─── LISTED ENTRIES

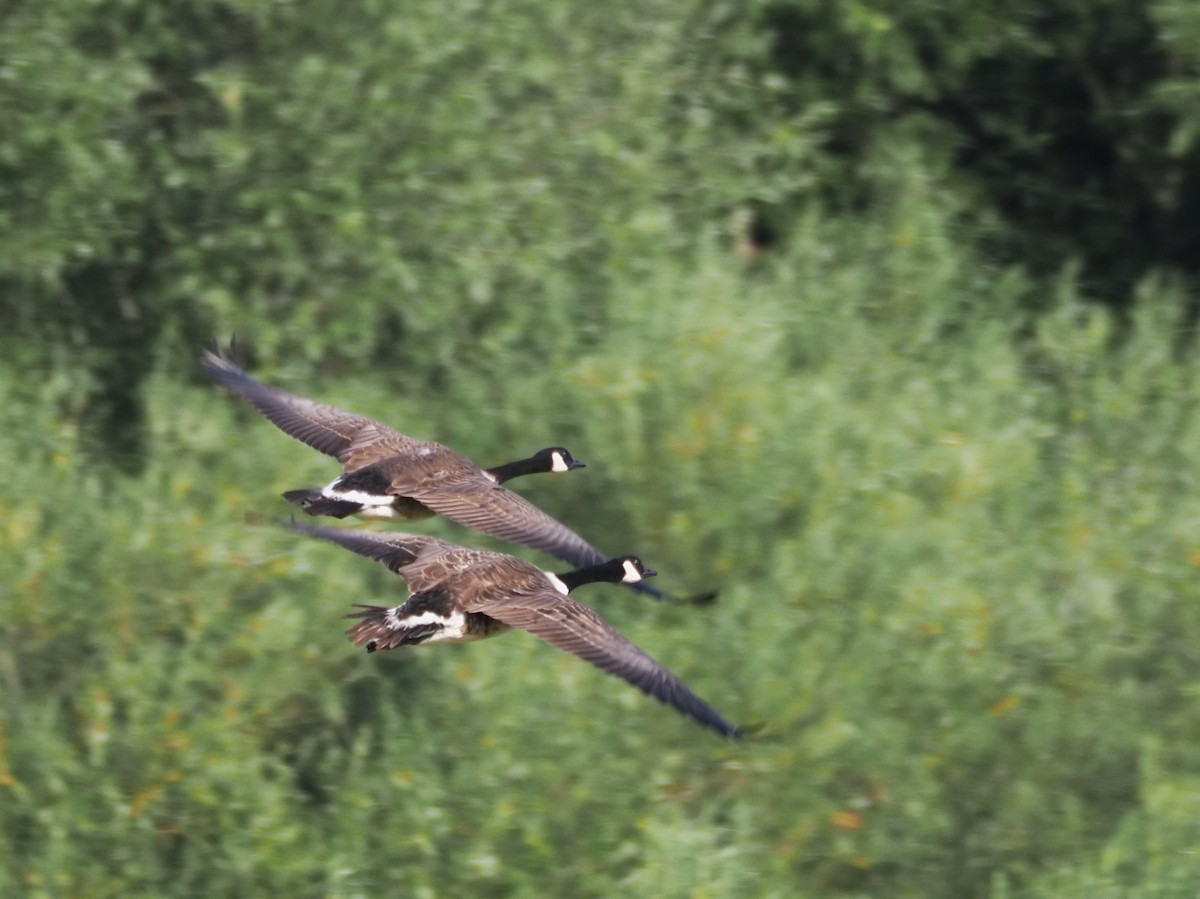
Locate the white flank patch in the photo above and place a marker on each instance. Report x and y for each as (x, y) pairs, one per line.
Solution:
(454, 625)
(631, 574)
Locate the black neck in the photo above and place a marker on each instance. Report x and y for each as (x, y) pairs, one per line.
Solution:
(613, 570)
(515, 469)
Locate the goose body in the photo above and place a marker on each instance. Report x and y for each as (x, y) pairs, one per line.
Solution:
(460, 594)
(391, 475)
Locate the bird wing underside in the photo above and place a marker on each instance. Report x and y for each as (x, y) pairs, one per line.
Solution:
(574, 628)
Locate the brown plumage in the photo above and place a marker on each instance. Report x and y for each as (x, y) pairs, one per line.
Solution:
(460, 594)
(389, 474)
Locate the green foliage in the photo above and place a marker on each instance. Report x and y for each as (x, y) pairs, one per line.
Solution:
(755, 275)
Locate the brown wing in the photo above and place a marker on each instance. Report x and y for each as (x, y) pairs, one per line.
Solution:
(396, 551)
(424, 562)
(484, 505)
(573, 627)
(426, 466)
(327, 429)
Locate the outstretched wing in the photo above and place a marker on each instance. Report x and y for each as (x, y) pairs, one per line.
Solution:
(424, 562)
(327, 429)
(573, 627)
(495, 510)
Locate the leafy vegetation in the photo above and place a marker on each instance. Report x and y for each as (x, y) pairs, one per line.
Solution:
(741, 261)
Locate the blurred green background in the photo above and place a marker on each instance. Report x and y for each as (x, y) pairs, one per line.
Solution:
(880, 317)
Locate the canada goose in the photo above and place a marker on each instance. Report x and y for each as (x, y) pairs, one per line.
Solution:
(391, 475)
(460, 594)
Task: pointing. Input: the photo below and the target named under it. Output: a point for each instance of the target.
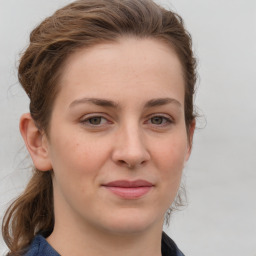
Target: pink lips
(129, 189)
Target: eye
(94, 121)
(159, 121)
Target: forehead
(145, 66)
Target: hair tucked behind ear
(30, 213)
(82, 24)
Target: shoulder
(169, 248)
(40, 247)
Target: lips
(129, 189)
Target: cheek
(78, 154)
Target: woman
(110, 127)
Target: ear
(190, 138)
(36, 143)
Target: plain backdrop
(220, 218)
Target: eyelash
(167, 121)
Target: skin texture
(119, 116)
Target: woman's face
(117, 138)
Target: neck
(90, 241)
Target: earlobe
(36, 143)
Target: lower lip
(129, 193)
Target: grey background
(220, 218)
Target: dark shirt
(40, 247)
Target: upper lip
(129, 184)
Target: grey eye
(95, 120)
(157, 120)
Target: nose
(130, 149)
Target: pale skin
(119, 115)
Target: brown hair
(83, 23)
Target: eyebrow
(161, 102)
(112, 104)
(95, 101)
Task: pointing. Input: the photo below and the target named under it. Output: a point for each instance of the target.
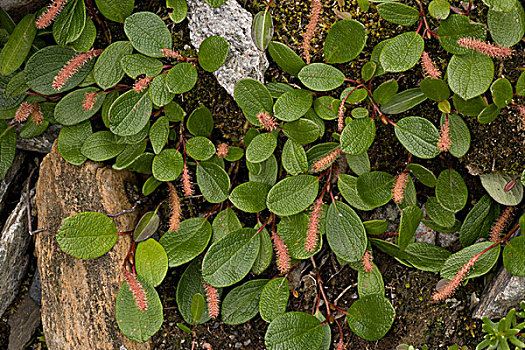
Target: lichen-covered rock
(78, 297)
(233, 23)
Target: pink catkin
(326, 161)
(313, 226)
(175, 208)
(72, 67)
(186, 181)
(23, 112)
(485, 48)
(266, 120)
(398, 189)
(50, 14)
(212, 297)
(89, 100)
(281, 250)
(310, 30)
(367, 261)
(500, 224)
(456, 281)
(444, 141)
(138, 291)
(141, 84)
(222, 150)
(429, 68)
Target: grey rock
(14, 258)
(233, 23)
(42, 143)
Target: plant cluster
(298, 135)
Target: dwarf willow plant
(131, 85)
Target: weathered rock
(78, 297)
(23, 323)
(234, 24)
(42, 143)
(14, 259)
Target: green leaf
(471, 227)
(451, 190)
(138, 64)
(130, 113)
(292, 195)
(345, 232)
(345, 40)
(274, 298)
(167, 165)
(426, 257)
(321, 77)
(179, 10)
(410, 219)
(293, 104)
(86, 40)
(293, 231)
(435, 89)
(375, 188)
(514, 256)
(286, 58)
(402, 52)
(230, 259)
(385, 92)
(70, 23)
(151, 261)
(371, 317)
(495, 184)
(370, 283)
(158, 134)
(250, 196)
(147, 33)
(403, 101)
(482, 266)
(439, 9)
(87, 235)
(262, 29)
(470, 75)
(190, 283)
(44, 65)
(225, 222)
(200, 148)
(507, 29)
(213, 182)
(70, 109)
(181, 78)
(241, 304)
(70, 141)
(459, 135)
(421, 173)
(357, 136)
(116, 10)
(187, 242)
(301, 131)
(501, 92)
(347, 185)
(200, 122)
(134, 323)
(456, 27)
(419, 136)
(213, 52)
(398, 13)
(261, 148)
(294, 158)
(294, 330)
(101, 146)
(17, 48)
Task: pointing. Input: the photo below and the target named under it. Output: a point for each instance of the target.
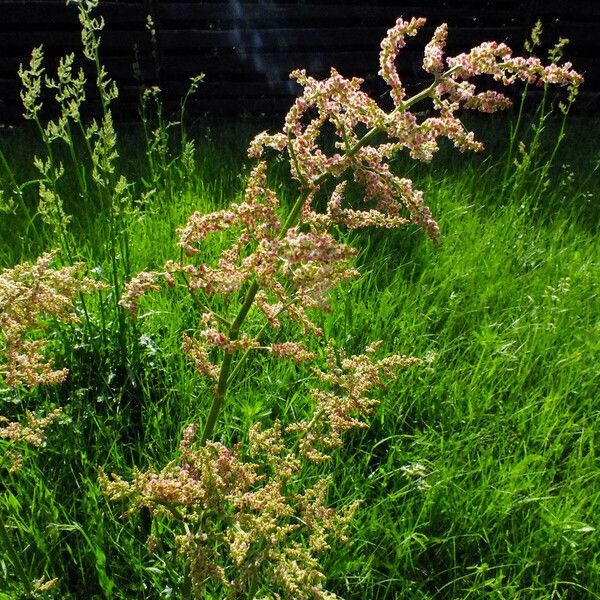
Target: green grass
(479, 474)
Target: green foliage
(479, 474)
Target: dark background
(246, 49)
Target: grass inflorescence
(477, 476)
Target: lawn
(478, 475)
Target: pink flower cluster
(255, 518)
(31, 297)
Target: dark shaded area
(247, 49)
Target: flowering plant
(250, 523)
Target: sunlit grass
(479, 474)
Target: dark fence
(246, 49)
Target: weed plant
(478, 473)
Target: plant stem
(290, 221)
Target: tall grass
(479, 475)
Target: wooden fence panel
(246, 49)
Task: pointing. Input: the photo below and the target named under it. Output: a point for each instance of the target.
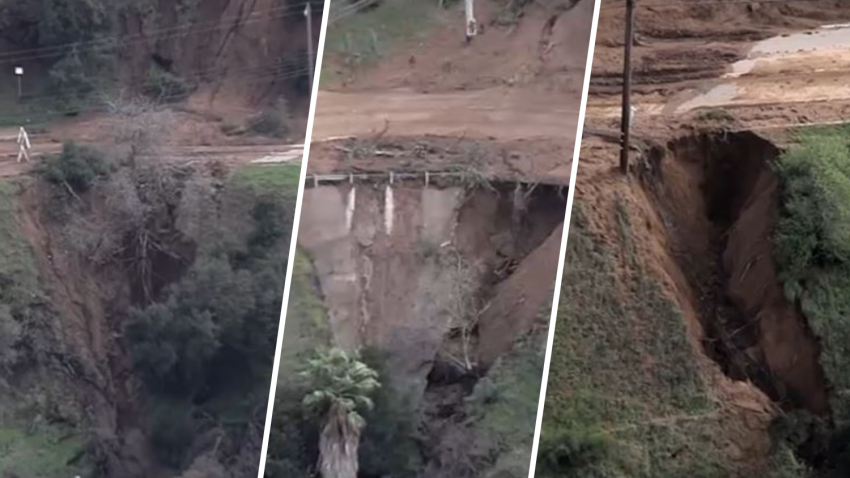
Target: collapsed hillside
(228, 58)
(736, 368)
(140, 307)
(445, 289)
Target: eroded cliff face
(243, 53)
(415, 272)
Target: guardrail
(425, 177)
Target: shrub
(568, 452)
(812, 247)
(164, 86)
(77, 167)
(172, 431)
(10, 335)
(390, 442)
(274, 120)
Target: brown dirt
(670, 35)
(243, 50)
(744, 410)
(708, 241)
(527, 160)
(518, 85)
(726, 198)
(544, 50)
(83, 297)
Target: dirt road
(236, 155)
(798, 77)
(501, 113)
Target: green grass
(43, 453)
(625, 396)
(363, 38)
(505, 402)
(812, 240)
(16, 258)
(28, 447)
(269, 178)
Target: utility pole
(471, 23)
(309, 14)
(19, 72)
(626, 115)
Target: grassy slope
(361, 39)
(281, 182)
(625, 398)
(813, 246)
(270, 178)
(306, 326)
(28, 445)
(505, 403)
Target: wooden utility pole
(626, 115)
(309, 14)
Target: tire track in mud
(496, 113)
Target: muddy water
(830, 37)
(800, 67)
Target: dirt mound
(542, 46)
(669, 34)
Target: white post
(309, 15)
(19, 72)
(23, 145)
(471, 24)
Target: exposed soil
(398, 284)
(707, 201)
(542, 48)
(86, 298)
(726, 196)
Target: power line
(99, 105)
(147, 35)
(655, 3)
(116, 41)
(211, 74)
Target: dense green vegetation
(205, 342)
(812, 241)
(364, 37)
(31, 446)
(494, 438)
(626, 396)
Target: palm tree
(340, 386)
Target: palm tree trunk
(338, 445)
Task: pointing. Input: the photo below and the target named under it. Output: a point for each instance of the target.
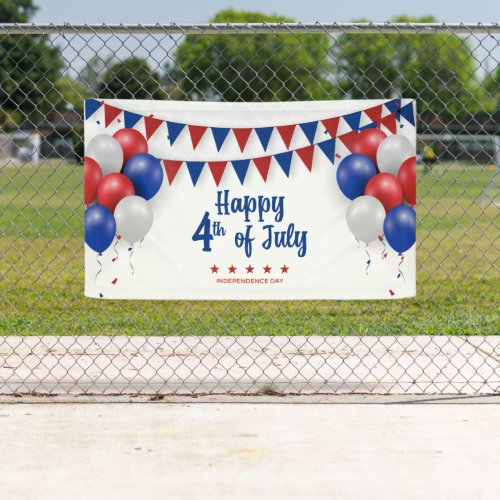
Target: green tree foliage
(438, 70)
(29, 66)
(131, 79)
(253, 67)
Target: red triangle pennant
(306, 155)
(171, 168)
(331, 125)
(242, 135)
(196, 132)
(286, 133)
(389, 122)
(217, 168)
(110, 113)
(262, 165)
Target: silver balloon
(392, 152)
(134, 218)
(107, 152)
(365, 218)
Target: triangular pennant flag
(242, 135)
(331, 125)
(306, 155)
(264, 135)
(91, 106)
(130, 119)
(286, 133)
(196, 132)
(174, 129)
(408, 114)
(309, 130)
(348, 139)
(171, 168)
(110, 113)
(152, 125)
(262, 165)
(284, 160)
(241, 168)
(389, 122)
(220, 135)
(352, 119)
(195, 168)
(217, 168)
(328, 147)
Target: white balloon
(107, 152)
(365, 218)
(134, 218)
(392, 152)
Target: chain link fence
(53, 340)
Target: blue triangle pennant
(130, 119)
(194, 169)
(284, 160)
(91, 106)
(174, 129)
(220, 135)
(264, 135)
(328, 147)
(309, 130)
(241, 168)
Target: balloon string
(100, 267)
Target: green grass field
(41, 266)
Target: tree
(29, 66)
(253, 67)
(131, 79)
(438, 70)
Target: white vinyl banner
(205, 200)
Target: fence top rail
(246, 28)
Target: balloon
(392, 152)
(365, 218)
(107, 152)
(367, 143)
(407, 175)
(100, 228)
(400, 228)
(134, 218)
(113, 188)
(353, 174)
(146, 173)
(132, 142)
(92, 175)
(386, 188)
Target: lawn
(41, 266)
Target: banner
(301, 200)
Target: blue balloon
(146, 173)
(100, 228)
(400, 227)
(353, 174)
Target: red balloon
(92, 175)
(367, 143)
(407, 175)
(386, 188)
(132, 142)
(113, 188)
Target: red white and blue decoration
(303, 200)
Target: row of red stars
(250, 269)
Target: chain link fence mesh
(54, 340)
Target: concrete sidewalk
(233, 451)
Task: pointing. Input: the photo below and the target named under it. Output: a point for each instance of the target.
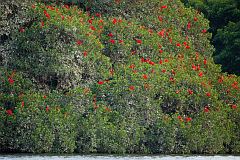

──────

[PROBLEM TO WORK ON]:
Where the line with "Target: red white and blue decoration" appears, begin there and transcribe exactly through the last line of the data, leaving all pictures aside.

[TASK SOLUTION]:
Target: red white and blue decoration
(303, 200)
Target: row of red stars
(250, 269)
Target: chain link fence mesh
(54, 340)
Target: concrete sidewalk
(233, 451)
Task: pointing. Input: the photo below and the target named under it. Output: a point for each instance of the target.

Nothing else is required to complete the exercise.